■ **BACAAN TERSEDIA**
################
Selama dalam latihan mereka tak boleh keluar asrama, maka dengan demikian mereka tak tahu dan mengalami bagaimana tindakan Jepang yang mereka anggap sebagai saudara tua terhadap rakyat Indonesia sesungguhnya.
Baru setelah latihan militer selesai dan mereka dapat bergaul dengan rakyat Indonesia, mereka baru mengetahui betapa bengis dan kejamnya Jepang - terutama Kempeytai-nya - yang jika kemauannya tidak dituruti main hantam dan pukul saja, sehingga babak belur dibuatnya.
Melihat kenyataan yang demikian, timbul suatu keyakinan, bahwa janganlah mengharap kemerdekaan bangsa dan Tanah Air akan diperoleh dari Jepang.
Selain itu melihat kenyataan, bahwa para anggota Peta harus memberi hormat lebih dahulu kepada Jepang, walaupun pangkat si Jepang hanya prajurit. Nyata ini diskriminasi yang tak ada dalam kamus.
Pengalaman semuanya ini membuat Supriadi sebagai Daidan dari Kazerne Blitar telah mengadakan permufakatan dengan bawahannya sesama anggota Peta Blitar yang berjumlah 70 orang itu akan memberontak terhadap Jepang yang tak dapat dipercayai lagi, bahwa Jepang akan menepati janjinya: Kemerdekaan Bangsa dan Rakyat Indonesia.
Dengan pengamalan tersebut mereka bersemboyan:
1. Menghendaki kemerdekaan Tanah Air secepatnya
2. Kemerdekaan harus direbut dengan kekerasan
3. Sebagai bangsa yang ingin merdeka, harus berani berkorban dalam melawan penindasan dan perbuatan sewenang-wenang.
4. Konsekwensinya ialah kita harus melawan musuh dengan segala akibatnya.
Pemberontakan itu yang berarti melawan Jepang yang sedang berkuasa dan tidak lagi patuh kepada Jepang, menimbulkan tekad Jepang dan Kempeytainya untuk membasminya dengan kekerasan.
################
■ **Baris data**
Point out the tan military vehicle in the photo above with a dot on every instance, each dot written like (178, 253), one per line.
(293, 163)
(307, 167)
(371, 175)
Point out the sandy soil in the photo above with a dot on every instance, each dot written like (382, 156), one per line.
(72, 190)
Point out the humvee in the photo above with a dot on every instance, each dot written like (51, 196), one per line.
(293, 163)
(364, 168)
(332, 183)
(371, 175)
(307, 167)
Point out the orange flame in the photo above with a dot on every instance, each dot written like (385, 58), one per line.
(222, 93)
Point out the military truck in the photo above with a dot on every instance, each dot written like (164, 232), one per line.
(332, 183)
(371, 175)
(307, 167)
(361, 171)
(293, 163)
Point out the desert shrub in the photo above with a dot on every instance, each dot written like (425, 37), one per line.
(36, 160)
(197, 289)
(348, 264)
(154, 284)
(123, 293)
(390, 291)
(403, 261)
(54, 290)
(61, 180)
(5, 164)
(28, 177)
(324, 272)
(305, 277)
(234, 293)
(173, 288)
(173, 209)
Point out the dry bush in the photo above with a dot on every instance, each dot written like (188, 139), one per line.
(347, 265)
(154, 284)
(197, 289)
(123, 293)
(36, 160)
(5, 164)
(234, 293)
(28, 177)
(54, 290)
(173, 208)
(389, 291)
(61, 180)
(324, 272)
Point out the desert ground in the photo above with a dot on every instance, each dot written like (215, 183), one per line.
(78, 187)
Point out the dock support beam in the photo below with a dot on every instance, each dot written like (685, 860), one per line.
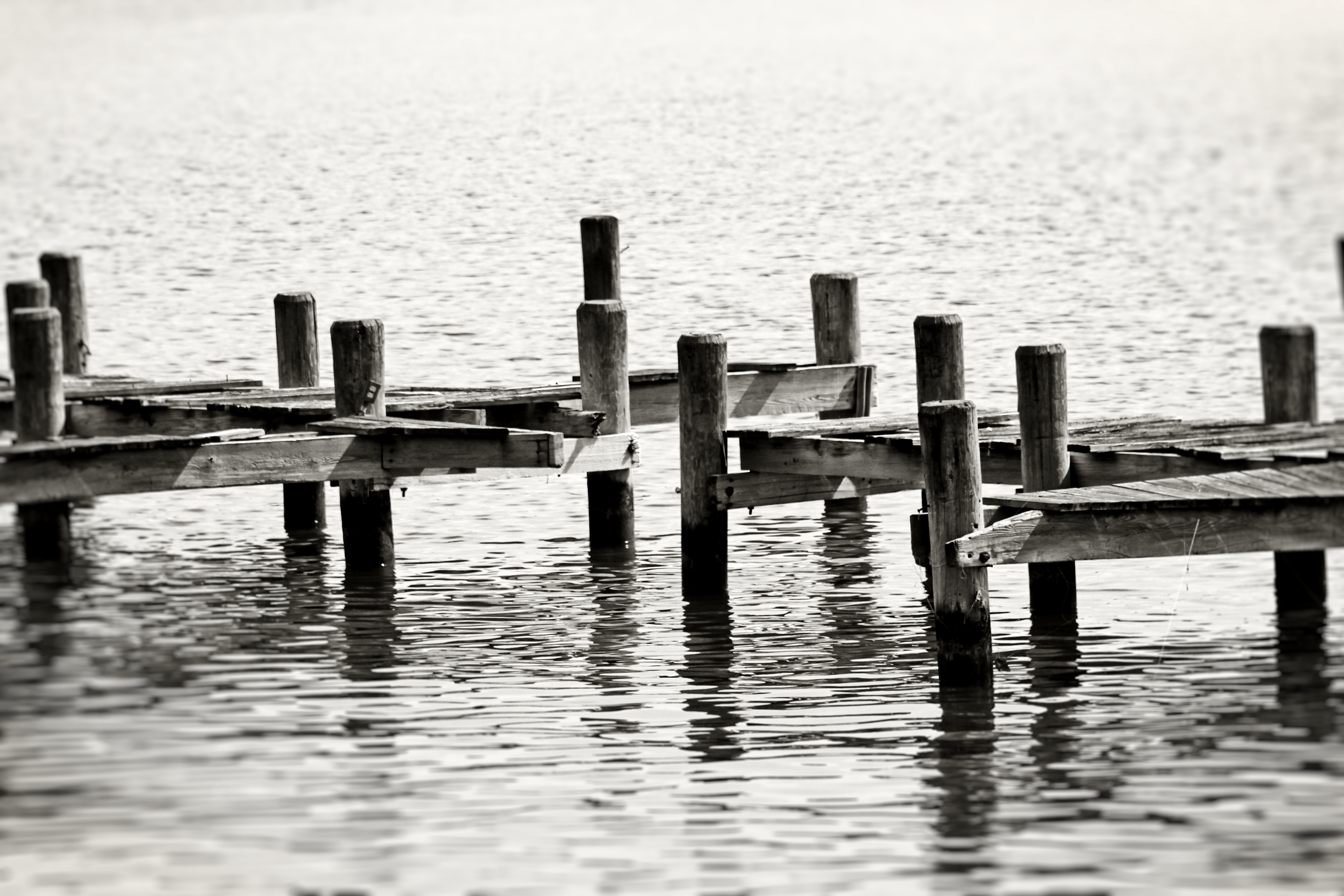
(300, 365)
(1288, 382)
(1044, 413)
(366, 507)
(29, 293)
(65, 277)
(940, 377)
(960, 596)
(39, 414)
(703, 418)
(605, 379)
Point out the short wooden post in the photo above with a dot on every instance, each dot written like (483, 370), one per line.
(940, 371)
(300, 363)
(605, 379)
(703, 416)
(1044, 414)
(39, 414)
(29, 293)
(837, 335)
(65, 277)
(1288, 383)
(948, 433)
(366, 507)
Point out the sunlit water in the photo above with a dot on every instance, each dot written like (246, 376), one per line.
(214, 710)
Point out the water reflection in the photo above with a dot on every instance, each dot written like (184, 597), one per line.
(1301, 661)
(611, 656)
(963, 753)
(1053, 657)
(370, 632)
(847, 536)
(709, 671)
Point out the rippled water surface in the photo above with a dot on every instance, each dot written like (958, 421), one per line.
(212, 709)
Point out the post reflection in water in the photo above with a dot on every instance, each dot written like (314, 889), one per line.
(370, 632)
(1301, 660)
(709, 671)
(846, 550)
(963, 753)
(1054, 657)
(612, 640)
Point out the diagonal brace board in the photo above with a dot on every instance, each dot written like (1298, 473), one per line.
(1035, 536)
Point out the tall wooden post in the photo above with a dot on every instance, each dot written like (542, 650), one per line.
(65, 277)
(39, 414)
(605, 379)
(703, 417)
(940, 377)
(1044, 414)
(960, 596)
(29, 293)
(1288, 382)
(366, 508)
(835, 331)
(300, 363)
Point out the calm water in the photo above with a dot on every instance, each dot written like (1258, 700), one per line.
(214, 710)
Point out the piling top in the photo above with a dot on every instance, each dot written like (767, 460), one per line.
(702, 339)
(1033, 351)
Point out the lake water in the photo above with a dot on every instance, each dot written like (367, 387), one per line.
(212, 709)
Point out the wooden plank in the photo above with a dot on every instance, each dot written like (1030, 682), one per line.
(389, 426)
(1046, 538)
(105, 445)
(756, 393)
(116, 389)
(734, 491)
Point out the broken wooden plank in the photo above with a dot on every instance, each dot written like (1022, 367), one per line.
(1038, 536)
(390, 426)
(749, 489)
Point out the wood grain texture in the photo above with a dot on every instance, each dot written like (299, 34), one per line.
(65, 277)
(298, 356)
(734, 491)
(1035, 536)
(952, 487)
(940, 370)
(703, 395)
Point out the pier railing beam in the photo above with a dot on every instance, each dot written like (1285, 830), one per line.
(29, 293)
(39, 414)
(702, 377)
(604, 379)
(1288, 382)
(1044, 414)
(300, 363)
(838, 338)
(960, 596)
(366, 511)
(65, 277)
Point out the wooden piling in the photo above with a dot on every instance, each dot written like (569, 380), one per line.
(39, 414)
(366, 510)
(1044, 414)
(940, 371)
(702, 377)
(604, 379)
(1288, 383)
(837, 335)
(29, 293)
(65, 277)
(960, 597)
(300, 365)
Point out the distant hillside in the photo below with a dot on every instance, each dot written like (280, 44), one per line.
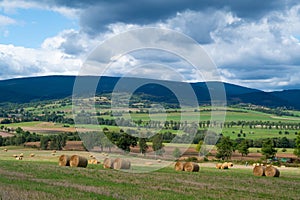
(24, 90)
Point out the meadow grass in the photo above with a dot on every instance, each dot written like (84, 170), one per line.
(35, 180)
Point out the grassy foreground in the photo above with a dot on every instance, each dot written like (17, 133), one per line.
(46, 180)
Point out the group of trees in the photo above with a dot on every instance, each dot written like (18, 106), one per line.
(53, 142)
(226, 146)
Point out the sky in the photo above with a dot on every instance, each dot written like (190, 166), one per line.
(253, 43)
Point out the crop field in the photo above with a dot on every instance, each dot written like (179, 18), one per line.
(41, 178)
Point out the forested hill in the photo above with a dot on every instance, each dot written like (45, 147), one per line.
(24, 90)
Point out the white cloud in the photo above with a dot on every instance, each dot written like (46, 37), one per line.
(12, 6)
(4, 20)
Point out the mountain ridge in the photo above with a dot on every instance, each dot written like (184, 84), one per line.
(23, 90)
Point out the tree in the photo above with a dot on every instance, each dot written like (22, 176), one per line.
(126, 141)
(143, 145)
(268, 149)
(297, 147)
(199, 145)
(176, 152)
(44, 142)
(243, 148)
(157, 144)
(224, 148)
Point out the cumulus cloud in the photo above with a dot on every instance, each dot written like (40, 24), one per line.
(4, 21)
(253, 43)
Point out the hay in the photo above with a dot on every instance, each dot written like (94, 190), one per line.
(93, 161)
(64, 160)
(78, 161)
(96, 162)
(259, 171)
(108, 163)
(218, 165)
(148, 163)
(224, 165)
(179, 166)
(121, 164)
(272, 171)
(191, 167)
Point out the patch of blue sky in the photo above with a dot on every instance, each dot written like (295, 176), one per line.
(34, 26)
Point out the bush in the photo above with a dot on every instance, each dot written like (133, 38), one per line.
(191, 159)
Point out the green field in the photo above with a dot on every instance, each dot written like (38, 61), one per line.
(44, 179)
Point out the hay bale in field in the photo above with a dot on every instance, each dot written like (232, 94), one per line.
(108, 163)
(148, 163)
(259, 171)
(64, 160)
(179, 166)
(224, 165)
(78, 161)
(218, 165)
(120, 163)
(272, 171)
(93, 161)
(96, 162)
(191, 167)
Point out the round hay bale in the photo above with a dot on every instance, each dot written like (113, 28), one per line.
(179, 166)
(259, 171)
(78, 161)
(191, 167)
(218, 165)
(121, 164)
(272, 171)
(96, 162)
(224, 165)
(148, 163)
(108, 163)
(64, 160)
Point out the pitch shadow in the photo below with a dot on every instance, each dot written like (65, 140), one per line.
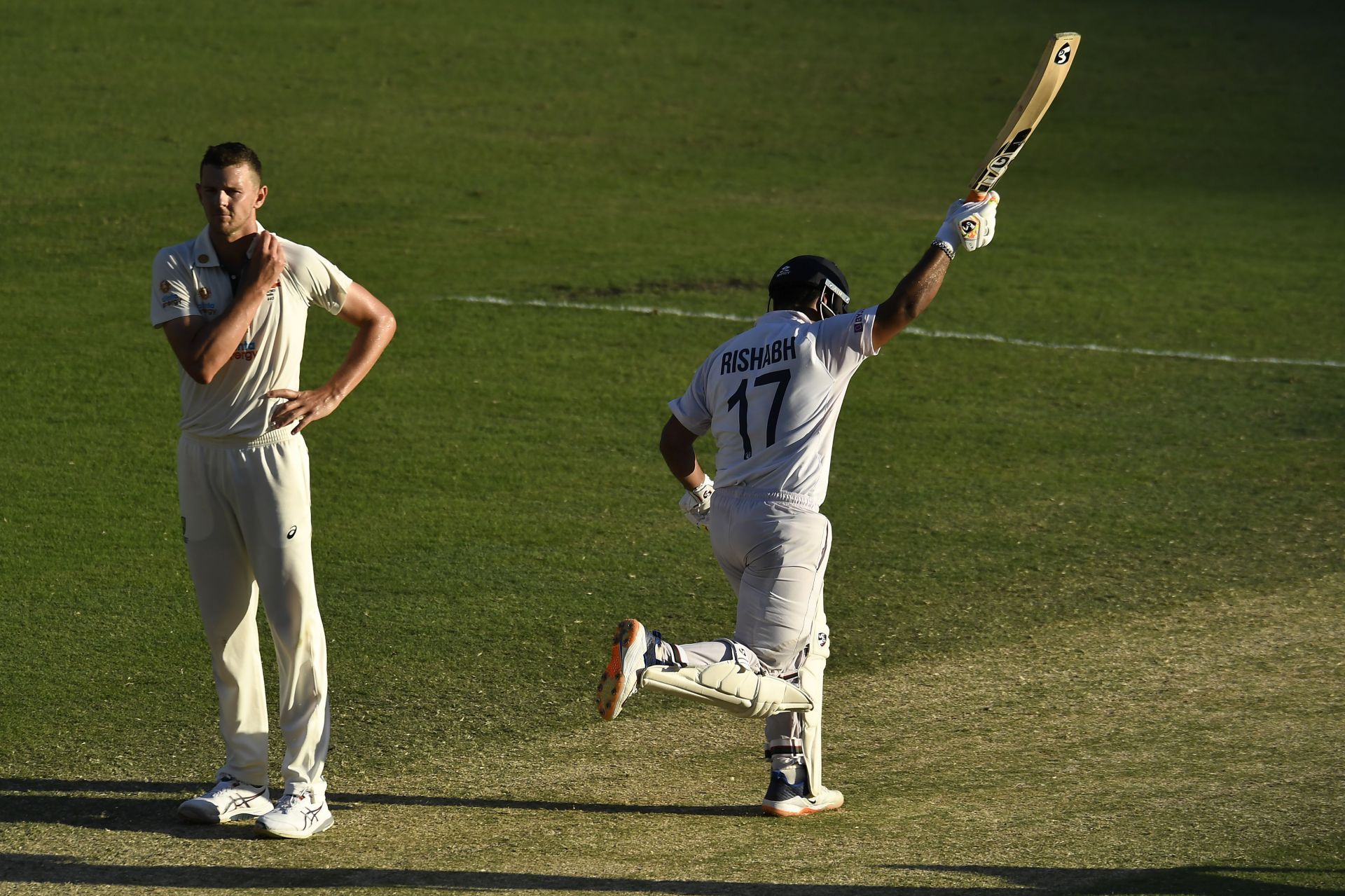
(1047, 881)
(84, 804)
################
■ **TUJUAN TUGAS**
Jawab pertanyaan berikut dari teks tentang pemberontakan Peta Blitar.
(a) Apa yang tidak boleh dilakukan para anggota selama dalam latihan?
(b) Berapa jumlah anggota Peta Blitar yang menjadi bawahan Supriadi dalam permufakatan itu?
(c) Apa bunyi semboyan nomor 2?

■ **JAWABAN LENGKAP**
(a) Keluar asrama.
(b) 70 orang.
(c) Kemerdekaan harus direbut dengan kekerasan.